_Reading passage_
◆ ◆ ◆ ◆ ◆ ◆ ◆

Yesterday I have been to the village of Ayer. This village is one of PVCHR’s model villages designed after the Jan Mitra (People-friendly) concept. This is the village that my project will be about. Dr. Lenin wants me to write a report about the changes in the village since PVCHR started working there and to add my critical view on their work and on the status quo. He wants me to do interviews with the villagers, to evaluate the current situation and he’s gonna provide me with the data material of the last couple of years. This is really an awesome thing for me to do here. I just can’t wait to get started.
So this was my first visit to the village and more will follow. Ayer is a Dalit village. That means that the people living here belong to the lowest caste in India. They are also called ‘the untouchables’ and their situation in this coutry is more than miserable.
One community of this village belongs to India’s most underprivileged: the Musahar. They are the lowest subcaste of the Dalit caste and most of them are stuggling to survive everyday. In this village most of them work in brick kilns and the women make plates out of leaves.
What they earn with their work is not enough to survive. That’s why some children were even starving to death in this town before it was brought to the attention of the PVCHR.
Now there are two meals a day served for the children of the village. It’s pretty nice to watch that ‘ceremony’. Here are some picture of yesterday’s lunch:



A school and a playground was built and PVCHR and its fieldworkers are constantly campaigning and promoting the awareness of the villigers’ rights.

◆ ◆ ◆ ◆ ◆ ◆ ◆

_Records provided_
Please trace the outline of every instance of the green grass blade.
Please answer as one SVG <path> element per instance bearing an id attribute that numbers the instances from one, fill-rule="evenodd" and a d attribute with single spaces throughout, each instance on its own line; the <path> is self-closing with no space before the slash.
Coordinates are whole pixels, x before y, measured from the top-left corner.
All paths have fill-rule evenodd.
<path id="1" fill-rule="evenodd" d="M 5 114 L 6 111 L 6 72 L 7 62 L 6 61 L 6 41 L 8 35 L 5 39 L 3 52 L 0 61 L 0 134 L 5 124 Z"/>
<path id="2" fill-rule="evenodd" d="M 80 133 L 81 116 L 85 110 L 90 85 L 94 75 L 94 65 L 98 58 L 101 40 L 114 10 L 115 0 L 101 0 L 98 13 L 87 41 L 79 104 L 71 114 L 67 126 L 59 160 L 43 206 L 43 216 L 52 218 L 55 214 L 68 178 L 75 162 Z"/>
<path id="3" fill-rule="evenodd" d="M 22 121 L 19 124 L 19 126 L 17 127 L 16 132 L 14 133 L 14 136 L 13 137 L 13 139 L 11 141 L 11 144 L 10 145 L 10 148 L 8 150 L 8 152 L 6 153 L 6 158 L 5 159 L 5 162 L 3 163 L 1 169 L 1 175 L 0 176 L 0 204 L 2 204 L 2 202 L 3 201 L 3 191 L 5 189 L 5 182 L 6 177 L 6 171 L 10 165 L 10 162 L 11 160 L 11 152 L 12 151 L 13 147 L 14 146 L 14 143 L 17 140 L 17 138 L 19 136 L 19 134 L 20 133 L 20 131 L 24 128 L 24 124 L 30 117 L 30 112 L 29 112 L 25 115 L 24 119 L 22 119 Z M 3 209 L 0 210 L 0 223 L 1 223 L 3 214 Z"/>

◆ ◆ ◆ ◆ ◆ ◆ ◆

_Task statement_
Please write the next part of the post about the village of Ayer, picking up after its last sentence. The lines above have no connection to the post about the village of Ayer.

_Task response_
‘Play, study, food and love’
‘Basic right of every child’
says this painting on the wall of the classroom.
The children even founded a children’s parliament and address major issues by performing the typical indian dramas about those topics.
One of the parliament’s members is Indra, who you see on the picture below. She really impressed me with her brightness, her interest, her commitment and the proud that she shows when she’s walking on the dusty paths of her village.


On this picture you can also see other members of the children’s parliament, just like the girl on the very left. She used to be living a bit away from the village in a house with her family. Some time ago their house just collapsed. She is now living in a tiny brick hut with a roof made of palm leaves because her family doesn’t have the money to rebuild it.
Even if there were so many sad stories to tell, I really enjoyed my visit in Ayer. I have never met so many warm-hearted people at once before. And probably never felt as welcome as I felt when I got there.
When Kang and I got out of the car and started talking to the teachers, some people of the village started gathering around us and just stared at us. But then Indra came and broke the ice. And suddenly we were surrounded by a fanclub of about 30 kids that was following us until the second we left. And even then 5 of the kids squeezed into our car and took a little ride with us because ‘they are not willing to let you go,’ as Karmanya translated.
I have never experienced so much joy, sadness, fun, misery, hope and happiness at the same time as during my visit of the village of Ayer.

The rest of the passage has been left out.